[Opening Selected passage section]
Okay, I’ll be up front and admit Street Sharks wasn’t exactly the vanguard of the women’s rights movement. That said, here’s what I managed to scrape together to show that Street Sharks was a feminist show years ahead of its time.
1. Intersectionality
Here we go. Lena Mack is a student of the Street Sharks’ arch nemesis, Dr. Luther Paradigm. She sees through Paradigm’s benign facade and teams up with the Street Sharks. Now, not only is Lena a woman, but she is also black, so I’m going to go ahead and say she represents resistance to both patriarchal and racial power structures. Great. One down. Hope that one did something for you, because fair warning, it’s pretty slim pickings from here on out.
2. Overcoming isolation in male-dominated workplaces
Surrounded (and employed) by corrupt, incompetent men, Lena is—arguably, like many women in the real world—on her own. Indeed, she’s the only female character on the entire show. To stand by one’s values in such a situation takes true courage. If this already sounds like a rehash of the first one, you’re going to have to live with it. This is just what we’re working with here.
[Closing Selected passage section]
[Opening Dataset entries section]
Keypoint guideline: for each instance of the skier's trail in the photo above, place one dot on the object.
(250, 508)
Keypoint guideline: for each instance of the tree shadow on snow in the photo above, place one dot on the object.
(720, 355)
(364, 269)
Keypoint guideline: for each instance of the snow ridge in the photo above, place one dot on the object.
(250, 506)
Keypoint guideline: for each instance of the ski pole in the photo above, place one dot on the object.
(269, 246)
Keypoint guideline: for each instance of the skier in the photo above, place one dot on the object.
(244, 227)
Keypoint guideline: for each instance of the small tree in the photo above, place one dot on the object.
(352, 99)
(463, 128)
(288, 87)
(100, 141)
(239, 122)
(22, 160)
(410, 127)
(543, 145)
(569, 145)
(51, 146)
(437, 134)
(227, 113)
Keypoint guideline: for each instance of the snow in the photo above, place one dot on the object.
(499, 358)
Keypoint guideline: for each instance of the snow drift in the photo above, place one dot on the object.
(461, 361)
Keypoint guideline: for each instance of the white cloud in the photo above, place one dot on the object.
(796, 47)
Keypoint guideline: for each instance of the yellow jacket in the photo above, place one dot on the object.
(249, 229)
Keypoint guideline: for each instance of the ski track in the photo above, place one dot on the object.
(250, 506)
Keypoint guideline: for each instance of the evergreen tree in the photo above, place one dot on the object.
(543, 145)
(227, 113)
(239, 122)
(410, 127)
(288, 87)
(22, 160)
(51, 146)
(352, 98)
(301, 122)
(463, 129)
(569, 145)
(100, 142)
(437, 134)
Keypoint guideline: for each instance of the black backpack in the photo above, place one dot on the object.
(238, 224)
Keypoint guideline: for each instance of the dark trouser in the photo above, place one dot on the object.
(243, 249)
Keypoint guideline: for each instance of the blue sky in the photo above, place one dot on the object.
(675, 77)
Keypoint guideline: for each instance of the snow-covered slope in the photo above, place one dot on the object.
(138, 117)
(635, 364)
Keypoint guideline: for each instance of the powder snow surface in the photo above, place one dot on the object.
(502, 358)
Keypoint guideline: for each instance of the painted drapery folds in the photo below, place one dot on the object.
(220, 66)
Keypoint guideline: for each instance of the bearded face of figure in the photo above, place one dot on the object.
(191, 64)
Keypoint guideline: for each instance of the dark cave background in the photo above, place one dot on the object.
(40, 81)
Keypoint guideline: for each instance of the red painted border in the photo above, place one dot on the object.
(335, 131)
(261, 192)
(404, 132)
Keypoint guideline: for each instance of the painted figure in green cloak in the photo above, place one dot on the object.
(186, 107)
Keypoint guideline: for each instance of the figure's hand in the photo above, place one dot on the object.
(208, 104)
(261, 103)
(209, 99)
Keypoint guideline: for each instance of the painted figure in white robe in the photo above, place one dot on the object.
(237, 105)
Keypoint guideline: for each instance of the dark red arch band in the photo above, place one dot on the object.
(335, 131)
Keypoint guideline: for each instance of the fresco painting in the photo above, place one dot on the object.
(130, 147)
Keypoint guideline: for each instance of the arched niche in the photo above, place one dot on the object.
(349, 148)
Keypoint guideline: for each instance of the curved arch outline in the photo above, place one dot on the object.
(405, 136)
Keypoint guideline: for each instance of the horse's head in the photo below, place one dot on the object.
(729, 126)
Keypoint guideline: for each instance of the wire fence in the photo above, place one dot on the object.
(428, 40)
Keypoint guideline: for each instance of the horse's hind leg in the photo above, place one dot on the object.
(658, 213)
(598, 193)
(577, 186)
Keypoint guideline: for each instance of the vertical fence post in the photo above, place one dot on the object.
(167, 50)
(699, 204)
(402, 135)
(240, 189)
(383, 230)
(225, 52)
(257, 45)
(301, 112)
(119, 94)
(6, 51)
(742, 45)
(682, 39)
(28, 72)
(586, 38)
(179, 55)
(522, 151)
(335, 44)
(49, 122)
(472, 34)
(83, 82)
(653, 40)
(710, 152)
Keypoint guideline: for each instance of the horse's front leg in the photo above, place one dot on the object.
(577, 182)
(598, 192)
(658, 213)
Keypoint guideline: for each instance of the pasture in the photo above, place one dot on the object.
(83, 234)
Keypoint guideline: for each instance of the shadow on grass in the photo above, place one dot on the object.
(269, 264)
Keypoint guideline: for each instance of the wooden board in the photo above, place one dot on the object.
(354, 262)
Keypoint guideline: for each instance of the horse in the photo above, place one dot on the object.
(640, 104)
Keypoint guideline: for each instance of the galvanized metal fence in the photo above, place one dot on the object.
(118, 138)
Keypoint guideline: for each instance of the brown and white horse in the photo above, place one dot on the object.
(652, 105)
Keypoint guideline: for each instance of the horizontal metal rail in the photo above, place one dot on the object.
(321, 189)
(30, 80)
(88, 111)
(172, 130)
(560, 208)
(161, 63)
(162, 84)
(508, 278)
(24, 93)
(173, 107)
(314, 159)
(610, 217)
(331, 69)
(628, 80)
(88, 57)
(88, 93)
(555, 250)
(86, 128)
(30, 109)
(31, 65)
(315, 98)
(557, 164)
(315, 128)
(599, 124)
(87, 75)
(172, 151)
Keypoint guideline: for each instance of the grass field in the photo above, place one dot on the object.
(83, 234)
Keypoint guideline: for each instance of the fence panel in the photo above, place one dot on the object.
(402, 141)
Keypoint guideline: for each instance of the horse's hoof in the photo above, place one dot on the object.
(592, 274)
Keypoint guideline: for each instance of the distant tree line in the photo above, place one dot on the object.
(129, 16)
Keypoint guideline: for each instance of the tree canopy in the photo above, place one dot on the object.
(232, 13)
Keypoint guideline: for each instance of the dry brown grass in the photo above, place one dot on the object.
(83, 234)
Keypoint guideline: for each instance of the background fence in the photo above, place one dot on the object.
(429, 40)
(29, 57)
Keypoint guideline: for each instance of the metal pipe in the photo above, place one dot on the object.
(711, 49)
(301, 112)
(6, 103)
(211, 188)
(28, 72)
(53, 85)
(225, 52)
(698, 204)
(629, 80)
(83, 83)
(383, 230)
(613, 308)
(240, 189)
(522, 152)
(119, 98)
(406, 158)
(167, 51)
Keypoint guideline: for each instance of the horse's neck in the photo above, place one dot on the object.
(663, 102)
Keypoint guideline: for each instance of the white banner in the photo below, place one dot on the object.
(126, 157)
[Closing Dataset entries section]
▸ Task set:
a. In the Street Sharks piece, whose student is Lena Mack?
b. Extend the Street Sharks piece, picking up after its last sentence.

▸ Responses by item number:
a. Dr. Luther Paradigm, the Street Sharks' arch nemesis.

b.
3. The four Street Sharks represent all women
Okay, here’s the deal: If we’re going to make it past three or four items on this list, I need you to take a bit of a leap of faith and accept the premise that the Street Sharks themselves symbolize the modern feminist movement. They are a marginalized minority under constant attack from the establishment as embodied by a man named, fittingly, Dr. Paradigm. And that’s the best I could come up with. Take it or leave it.
4. Refusal to be silenced
Let’s keep plugging along. Consider the pilot episode, “Sharkbait,” in which Dr. Paradigm’s gene-slamming procedure transforms four brothers into mutants, who manage to escape his clutches. Immediately, Paradigm decries the mutants and pursues a public fearmongering smear campaign against the Street Sharks, forcing them into hiding. Is there any more apt and concise encapsulation of the chauvinistic impulse to use shame as a weapon? Probably, but not on this list.
5. The hypocrisy of oppression
In the second episode, “Sharkbite,” Dr. Paradigm himself is gene-slammed with a piranha to become the mutant Dr. Piranoid. Although he is now a mutant just like the sharks, he continues assassinating their character, calling for them to be imprisoned. With some substantial mental gymnastics, this is a scathing critique of our sexist society. Make of it what you will.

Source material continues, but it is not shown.